### EXTRAIT ÉTUDIÉ
= = =
Les eaux dont il est question se trouvent aux environs immédiats de la rivière le Hamiz, rivière qui a environ 38 kilomètres de longueur jusqu'à son embouchure. Le Hamiz coule du Nord-Ouest au Sud-Est et est alimenté par plusieurs oueds sans grande importance.

" Si, dit M. Mural, nous comptons sa superficie, nous arriverons au chiffre de 192 kilomètres carrés, si nous prenons le chiffre de 0 m 88 d'eau de pluie qui tombe dans ce bassin, chiffre équivalent à celui du bassin de la Mitidja, cela nous donnera le chiffre de cent soixante-huit millions de mètres cubes d'eau annuel pour ce bassin, si nous admettons qu'il n'en arrive dans la plaine où nous avons fait nos travaux, il nous restera le chiffre respectable de quatre-vingt-huit millions de mètres cubes annuels. "
M. Henri Murat, conclut que sur le débit total de deux mètres à la seconde ou de deux cent mille mètres cubes par jour, on pourrait prélever les trente mille mètres cubes nécessaires à l'alimentation de la ville.

La rivière du Hamiz, d'autre part, n'a pas les inconvénients de l'Harrach, trop près du Sahel, et a, par contre, l'avantage de posséder un bassin de sable filtrant d'une superficie de douze kilomètres carrés.

Depuis que ce projet a été déposé par M. Henri Murat, de nouveaux sondages ont été exécutés, notamment en 1916.

Ces sondages ont donné, tout d'abord, d'excellents, - même de surprenants résultats. Cependant personne n'a songé à rechercher d'où venaient les eaux et comment s'opérait leur jaillissement.

Or, ces eaux ne sont que des eaux de surface, alimentées par le bassin de l'Harrach et dont le débit varie inévitablement.

En 1910, à un certain point de son cours, un jaugeage a donné 334 litres à la seconde et pendant une année de sécheresse, au même point, on n'a obtenu que 116 litres, ce qui établit une différence appréciable de 218 litres par seconde.

Dans les nappes ascendantes, les variations se font encore sentir davantage. Enfin, il y a un plus grave danger, c'est le risque de contamination par ces eaux presque superficielles, car elles arrivent à leur point d'infiltration chargées de toutes les impuretés que peuvent entraîner et contenir des eaux de ruissellement.

Que compte-t-on faire pour résoudre enfin un problème posé depuis tant et tant d'années et dont la solution apparaît chaque jour plus impérieuse, plus inévitable ?...
Les épidémies sont fréquentes en Algérie, mais c'est surtout aux premiers brasiers de l'Été que s'allume et s'alimente leur feu dangereux et soudain.
= = =
### Entrées du jeu de données
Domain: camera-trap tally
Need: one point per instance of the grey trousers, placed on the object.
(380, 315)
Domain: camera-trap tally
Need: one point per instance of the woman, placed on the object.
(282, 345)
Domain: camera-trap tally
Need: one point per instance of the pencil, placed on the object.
= = =
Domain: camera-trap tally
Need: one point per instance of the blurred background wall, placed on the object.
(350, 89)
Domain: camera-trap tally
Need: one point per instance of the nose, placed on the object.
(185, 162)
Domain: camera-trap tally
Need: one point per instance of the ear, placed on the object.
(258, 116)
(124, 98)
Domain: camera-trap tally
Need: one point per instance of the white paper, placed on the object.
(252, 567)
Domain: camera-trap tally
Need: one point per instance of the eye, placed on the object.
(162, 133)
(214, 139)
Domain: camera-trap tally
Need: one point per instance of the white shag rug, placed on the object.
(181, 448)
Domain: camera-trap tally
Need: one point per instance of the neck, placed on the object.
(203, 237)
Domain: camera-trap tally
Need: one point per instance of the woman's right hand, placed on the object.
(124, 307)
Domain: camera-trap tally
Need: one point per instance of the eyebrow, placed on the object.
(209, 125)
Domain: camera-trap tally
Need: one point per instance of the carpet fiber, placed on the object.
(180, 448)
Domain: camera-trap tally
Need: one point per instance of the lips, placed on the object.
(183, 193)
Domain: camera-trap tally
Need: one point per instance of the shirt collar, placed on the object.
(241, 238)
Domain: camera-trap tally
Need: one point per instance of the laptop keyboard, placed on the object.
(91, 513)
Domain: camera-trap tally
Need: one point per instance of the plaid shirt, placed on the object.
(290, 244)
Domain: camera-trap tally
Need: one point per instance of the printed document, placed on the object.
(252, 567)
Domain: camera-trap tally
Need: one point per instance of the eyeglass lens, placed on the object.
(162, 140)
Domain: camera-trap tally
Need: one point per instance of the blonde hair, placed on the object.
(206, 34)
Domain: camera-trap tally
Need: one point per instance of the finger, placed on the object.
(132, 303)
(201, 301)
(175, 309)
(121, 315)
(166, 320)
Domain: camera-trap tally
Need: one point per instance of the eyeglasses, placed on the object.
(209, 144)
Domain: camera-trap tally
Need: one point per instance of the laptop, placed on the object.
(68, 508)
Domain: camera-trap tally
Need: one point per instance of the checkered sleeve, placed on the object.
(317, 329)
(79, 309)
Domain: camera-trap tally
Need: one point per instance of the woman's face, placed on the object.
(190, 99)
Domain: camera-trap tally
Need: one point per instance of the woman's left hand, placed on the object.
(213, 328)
= = =
### EXERCICES
(1) Répondez aux questions suivantes d'après le texte sur les eaux du Hamiz :
(a) Quelle est la longueur du Hamiz jusqu'à son embouchure ?
(b) Quelle est la superficie du bassin de sable filtrant que possède le Hamiz ?
(c) En quelle année de nouveaux sondages ont-ils notamment été exécutés ?
(2) Rédigez la suite du texte sur les eaux du Hamiz en partant de sa dernière phrase.

### CORRIGÉ DES EXERCICES
(1)
(a) Environ 38 kilomètres.
(b) Douze kilomètres carrés.
(c) En 1916.

(2)
Le typhus plus particulièrement exerce ses ravages dans notre population.

Rien n'est plus nécessaire, plus indispensable que l'eau pour combattre cette redoutable épidémie et enrayer ses terribles effets.

Il est vraiment surprenant et navrant de constater l'indifférence avec laquelle on accueille dans les sphères officielles les doléances de la population.

Des exhortations à la patience ne suffisent plus.

De graves désordres se soin déjà produits.

A Tiaret, les incidents se multiplient journellement autour des minces filets d'eau coulant des fontaines et un service d'ordre a dû être établi à la fontaine du Figuier, la plus abondante de la ville.

A la prison civile, pendant la nuit, les prisonniers réclamaient à boire à grands cris en cognant, violemment contre les portes.

Il fallut tirer de son sommeil le fontainier municipal.

Les propriétaires se sont résolus à faire creuser des puits.

Un tel état de choses est profondément regrettable et ne saurait se prolonger sans provoquer de l'effervescence et une irritation tout à fait légitime.

Enfin, il est difficile d'admettre que seule une certaine partie de la ville soit lésée. Il nous revient, en effet, que jamais on ne s'est plaint à Mustapha du manque d'eau dont souffrent plus particulièrement les quartiers du boulevard Général-Farre, de Bab-el-Oued, ou des tournants Rovigo.

La population d'Alger s'est accrue dans de considérables proportions.

Il n'est, pas compréhensible que l'on s'en tienne aujourd'hui encore aux maigres moyens de fortune qui président à son alimentation en eau potable.

Il y va de sa santé.

La Municipalité, qui a charge d'âmes, ne saurait, je pense l'oublier.